Extracted records START
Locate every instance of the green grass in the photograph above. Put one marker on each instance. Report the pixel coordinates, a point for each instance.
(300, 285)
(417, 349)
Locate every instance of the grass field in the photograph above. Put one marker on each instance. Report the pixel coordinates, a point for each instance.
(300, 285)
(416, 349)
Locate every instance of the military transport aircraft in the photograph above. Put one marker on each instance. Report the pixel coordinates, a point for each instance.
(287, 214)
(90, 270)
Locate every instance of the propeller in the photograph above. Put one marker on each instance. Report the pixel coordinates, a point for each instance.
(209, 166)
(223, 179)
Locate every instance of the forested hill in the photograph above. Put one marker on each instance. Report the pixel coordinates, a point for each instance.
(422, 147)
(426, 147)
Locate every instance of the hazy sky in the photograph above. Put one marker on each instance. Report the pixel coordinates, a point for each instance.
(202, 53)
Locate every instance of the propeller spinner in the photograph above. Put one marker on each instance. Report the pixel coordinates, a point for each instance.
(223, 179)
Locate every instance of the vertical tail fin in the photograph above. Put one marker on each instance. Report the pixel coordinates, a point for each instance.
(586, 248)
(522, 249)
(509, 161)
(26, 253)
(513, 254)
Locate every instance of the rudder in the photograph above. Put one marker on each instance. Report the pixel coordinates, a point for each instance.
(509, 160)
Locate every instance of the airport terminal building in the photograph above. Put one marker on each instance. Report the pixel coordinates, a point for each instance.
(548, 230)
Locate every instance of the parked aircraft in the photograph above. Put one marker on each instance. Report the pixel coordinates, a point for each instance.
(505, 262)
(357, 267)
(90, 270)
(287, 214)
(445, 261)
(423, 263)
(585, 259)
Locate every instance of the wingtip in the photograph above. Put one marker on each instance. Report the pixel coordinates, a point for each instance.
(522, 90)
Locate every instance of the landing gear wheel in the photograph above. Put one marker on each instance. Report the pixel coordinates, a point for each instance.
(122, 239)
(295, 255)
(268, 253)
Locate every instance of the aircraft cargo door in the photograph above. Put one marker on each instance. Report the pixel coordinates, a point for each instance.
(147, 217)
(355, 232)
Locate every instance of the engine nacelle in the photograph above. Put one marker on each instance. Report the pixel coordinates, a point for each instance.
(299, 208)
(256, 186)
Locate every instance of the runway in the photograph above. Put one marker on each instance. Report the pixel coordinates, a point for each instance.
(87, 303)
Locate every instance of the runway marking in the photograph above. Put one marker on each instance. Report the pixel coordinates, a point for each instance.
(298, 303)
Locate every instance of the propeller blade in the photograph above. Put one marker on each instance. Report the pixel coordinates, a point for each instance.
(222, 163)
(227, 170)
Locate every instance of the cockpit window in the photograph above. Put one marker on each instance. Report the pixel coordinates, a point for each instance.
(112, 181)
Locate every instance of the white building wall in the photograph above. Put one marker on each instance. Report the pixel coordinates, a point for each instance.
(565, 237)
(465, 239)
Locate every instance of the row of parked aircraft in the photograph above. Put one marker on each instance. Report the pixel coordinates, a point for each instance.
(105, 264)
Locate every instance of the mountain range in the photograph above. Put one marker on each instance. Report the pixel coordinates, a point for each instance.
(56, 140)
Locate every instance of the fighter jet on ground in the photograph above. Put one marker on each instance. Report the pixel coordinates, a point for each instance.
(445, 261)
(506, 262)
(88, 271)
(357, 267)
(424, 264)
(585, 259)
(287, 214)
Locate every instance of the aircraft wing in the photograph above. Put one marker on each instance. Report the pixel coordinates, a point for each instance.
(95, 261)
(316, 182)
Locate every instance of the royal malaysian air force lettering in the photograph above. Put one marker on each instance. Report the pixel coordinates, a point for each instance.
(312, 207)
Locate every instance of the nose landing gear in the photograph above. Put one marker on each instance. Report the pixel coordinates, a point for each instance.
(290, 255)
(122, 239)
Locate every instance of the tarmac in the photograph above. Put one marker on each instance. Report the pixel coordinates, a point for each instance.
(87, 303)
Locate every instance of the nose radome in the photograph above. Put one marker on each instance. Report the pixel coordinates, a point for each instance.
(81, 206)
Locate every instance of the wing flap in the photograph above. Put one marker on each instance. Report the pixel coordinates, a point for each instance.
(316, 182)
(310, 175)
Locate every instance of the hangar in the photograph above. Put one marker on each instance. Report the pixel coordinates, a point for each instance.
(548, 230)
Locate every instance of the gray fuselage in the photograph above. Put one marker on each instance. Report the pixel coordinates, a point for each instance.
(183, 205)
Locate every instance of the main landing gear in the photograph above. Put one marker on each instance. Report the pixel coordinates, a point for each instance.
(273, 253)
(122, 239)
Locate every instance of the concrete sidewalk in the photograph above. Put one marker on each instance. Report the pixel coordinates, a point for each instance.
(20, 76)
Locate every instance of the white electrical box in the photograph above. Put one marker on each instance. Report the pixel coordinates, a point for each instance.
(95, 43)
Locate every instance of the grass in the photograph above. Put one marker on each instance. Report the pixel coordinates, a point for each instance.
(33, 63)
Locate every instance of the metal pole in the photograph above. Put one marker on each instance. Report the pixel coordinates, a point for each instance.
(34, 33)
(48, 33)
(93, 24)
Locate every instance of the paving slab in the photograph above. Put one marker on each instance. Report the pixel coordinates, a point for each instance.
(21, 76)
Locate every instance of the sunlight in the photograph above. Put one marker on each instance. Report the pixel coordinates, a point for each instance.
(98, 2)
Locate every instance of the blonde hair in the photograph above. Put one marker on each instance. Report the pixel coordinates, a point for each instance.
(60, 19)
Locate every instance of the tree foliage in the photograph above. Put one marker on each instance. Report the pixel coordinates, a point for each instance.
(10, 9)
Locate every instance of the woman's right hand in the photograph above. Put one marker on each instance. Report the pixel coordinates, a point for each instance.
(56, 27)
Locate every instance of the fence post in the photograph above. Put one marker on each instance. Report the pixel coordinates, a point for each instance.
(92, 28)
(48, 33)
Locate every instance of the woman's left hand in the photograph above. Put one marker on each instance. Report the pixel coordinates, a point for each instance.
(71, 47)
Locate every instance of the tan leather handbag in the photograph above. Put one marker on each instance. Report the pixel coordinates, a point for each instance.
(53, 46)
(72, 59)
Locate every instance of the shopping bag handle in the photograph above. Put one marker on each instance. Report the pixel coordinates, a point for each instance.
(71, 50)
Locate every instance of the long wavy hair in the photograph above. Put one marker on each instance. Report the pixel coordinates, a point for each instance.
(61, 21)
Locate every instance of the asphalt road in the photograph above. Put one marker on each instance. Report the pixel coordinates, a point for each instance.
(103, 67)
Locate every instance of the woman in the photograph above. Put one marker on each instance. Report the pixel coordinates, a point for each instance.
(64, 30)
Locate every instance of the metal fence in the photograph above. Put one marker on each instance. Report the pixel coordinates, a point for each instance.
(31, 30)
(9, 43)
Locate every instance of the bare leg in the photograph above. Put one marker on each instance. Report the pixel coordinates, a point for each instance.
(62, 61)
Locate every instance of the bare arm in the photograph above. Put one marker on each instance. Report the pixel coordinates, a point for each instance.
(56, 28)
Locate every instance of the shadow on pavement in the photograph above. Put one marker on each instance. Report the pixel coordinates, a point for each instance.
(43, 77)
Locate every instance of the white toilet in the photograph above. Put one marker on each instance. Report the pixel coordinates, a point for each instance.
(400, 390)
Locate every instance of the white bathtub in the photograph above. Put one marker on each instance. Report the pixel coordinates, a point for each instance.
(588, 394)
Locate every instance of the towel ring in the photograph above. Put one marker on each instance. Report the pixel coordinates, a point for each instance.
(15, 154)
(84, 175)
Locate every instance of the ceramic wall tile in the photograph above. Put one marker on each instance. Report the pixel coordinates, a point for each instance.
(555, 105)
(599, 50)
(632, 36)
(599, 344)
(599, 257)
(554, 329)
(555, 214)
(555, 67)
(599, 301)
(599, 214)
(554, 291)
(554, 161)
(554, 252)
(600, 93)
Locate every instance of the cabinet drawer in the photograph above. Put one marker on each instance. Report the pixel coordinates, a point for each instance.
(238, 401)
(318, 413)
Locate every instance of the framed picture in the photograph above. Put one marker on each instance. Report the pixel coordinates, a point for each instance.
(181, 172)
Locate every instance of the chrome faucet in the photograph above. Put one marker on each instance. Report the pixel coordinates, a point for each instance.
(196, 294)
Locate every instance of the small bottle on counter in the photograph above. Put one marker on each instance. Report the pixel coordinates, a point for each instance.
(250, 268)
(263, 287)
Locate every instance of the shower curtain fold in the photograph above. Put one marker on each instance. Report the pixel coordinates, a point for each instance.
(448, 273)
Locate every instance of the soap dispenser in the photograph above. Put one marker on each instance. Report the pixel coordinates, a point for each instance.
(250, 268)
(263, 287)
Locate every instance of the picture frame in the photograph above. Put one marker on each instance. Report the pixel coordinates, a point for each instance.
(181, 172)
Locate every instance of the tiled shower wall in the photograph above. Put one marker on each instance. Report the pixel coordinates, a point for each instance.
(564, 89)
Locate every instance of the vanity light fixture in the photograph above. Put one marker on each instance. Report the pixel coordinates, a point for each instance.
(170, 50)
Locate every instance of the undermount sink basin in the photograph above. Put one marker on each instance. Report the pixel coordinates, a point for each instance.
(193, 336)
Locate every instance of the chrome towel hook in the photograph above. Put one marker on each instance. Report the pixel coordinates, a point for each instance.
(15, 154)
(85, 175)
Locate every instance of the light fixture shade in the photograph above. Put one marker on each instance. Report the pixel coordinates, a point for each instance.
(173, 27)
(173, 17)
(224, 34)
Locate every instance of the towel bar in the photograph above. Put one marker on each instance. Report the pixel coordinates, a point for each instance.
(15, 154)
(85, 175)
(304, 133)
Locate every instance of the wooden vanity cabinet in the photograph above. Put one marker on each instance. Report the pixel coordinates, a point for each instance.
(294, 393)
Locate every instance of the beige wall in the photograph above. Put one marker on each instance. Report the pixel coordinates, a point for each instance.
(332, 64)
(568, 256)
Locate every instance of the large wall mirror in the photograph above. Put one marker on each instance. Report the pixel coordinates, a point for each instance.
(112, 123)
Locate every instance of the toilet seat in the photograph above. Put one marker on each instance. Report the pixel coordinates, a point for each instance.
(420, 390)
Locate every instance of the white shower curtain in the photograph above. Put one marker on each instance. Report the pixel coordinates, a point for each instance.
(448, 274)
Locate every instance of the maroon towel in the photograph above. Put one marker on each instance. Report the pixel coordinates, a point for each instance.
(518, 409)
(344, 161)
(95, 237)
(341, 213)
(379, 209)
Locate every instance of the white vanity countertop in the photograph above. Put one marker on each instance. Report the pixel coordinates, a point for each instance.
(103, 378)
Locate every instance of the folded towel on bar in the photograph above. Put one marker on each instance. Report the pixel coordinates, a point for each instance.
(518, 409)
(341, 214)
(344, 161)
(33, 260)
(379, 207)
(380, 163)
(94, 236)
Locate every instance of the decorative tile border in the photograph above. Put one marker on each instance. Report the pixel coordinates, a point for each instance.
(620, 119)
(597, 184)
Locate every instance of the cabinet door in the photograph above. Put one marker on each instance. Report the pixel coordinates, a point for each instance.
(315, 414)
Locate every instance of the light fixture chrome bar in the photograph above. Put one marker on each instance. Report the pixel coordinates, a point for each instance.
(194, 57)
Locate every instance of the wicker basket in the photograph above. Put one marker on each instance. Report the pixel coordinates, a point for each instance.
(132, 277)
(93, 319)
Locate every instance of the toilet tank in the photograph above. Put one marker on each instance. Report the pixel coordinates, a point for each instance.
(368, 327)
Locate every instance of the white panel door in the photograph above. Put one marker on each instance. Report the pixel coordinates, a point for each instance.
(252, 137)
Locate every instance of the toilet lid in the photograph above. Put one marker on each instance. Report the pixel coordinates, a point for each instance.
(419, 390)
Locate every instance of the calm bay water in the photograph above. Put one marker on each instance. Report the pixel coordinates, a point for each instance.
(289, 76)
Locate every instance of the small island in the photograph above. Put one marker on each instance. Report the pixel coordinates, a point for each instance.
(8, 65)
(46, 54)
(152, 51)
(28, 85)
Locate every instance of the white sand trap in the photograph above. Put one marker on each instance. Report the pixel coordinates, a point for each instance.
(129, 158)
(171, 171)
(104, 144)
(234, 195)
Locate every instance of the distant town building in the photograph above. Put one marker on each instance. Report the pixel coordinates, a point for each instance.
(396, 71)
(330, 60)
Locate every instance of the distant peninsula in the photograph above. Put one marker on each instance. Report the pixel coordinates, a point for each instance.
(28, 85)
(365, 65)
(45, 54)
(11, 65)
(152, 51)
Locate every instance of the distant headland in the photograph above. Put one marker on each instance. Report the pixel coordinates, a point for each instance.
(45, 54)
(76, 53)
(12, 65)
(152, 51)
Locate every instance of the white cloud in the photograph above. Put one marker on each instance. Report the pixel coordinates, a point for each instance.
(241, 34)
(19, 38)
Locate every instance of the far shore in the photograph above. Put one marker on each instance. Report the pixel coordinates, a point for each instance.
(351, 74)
Extracted records END
What needs to be done =>
The reply must consist solely of the lines from the one containing "Locate every instance of the toilet lid" through the last line of the data, reproduced exactly.

Answer space =>
Locate every instance of the toilet lid in the photograph above. Put one marker on each instance. Report the pixel coordinates, a point for each instance.
(419, 390)
Locate every instance of the calm bay water in the photograph above. Put one marker on each instance. Report the pixel coordinates, a point for each instance.
(289, 76)
Locate every instance of the small island in the photograph above. Put one marker on each instance. Report the pixel coordinates, a point for each instance.
(8, 65)
(46, 54)
(152, 51)
(28, 85)
Locate every instance of the white sand trap in the photograph above. Put one marker on each instance. Report the pixel coordinates, a point for each instance.
(129, 158)
(171, 171)
(104, 144)
(234, 195)
Locate every instance of the distant town building in the photograph above. Put one marker on each instance. Report the pixel coordinates, a point for each instance.
(396, 71)
(330, 60)
Locate every instance of the distant peninsula in the photograph above. Put one marker on each instance. Report the pixel coordinates, a point for each instance.
(28, 85)
(365, 65)
(45, 54)
(11, 65)
(152, 51)
Locate every instance of the distant headland in the photograph above. Put one marker on each instance. Report the pixel coordinates, a point for each instance.
(45, 54)
(76, 53)
(12, 65)
(152, 51)
Locate every instance of the white cloud in the photograph above. Put one marker on each instance. Report the pixel coordinates, a point for each instance.
(241, 34)
(19, 38)
Locate every instance of the far shore in the photograph above. Put one marker on each instance. Report the pixel coordinates, a point for each instance.
(351, 74)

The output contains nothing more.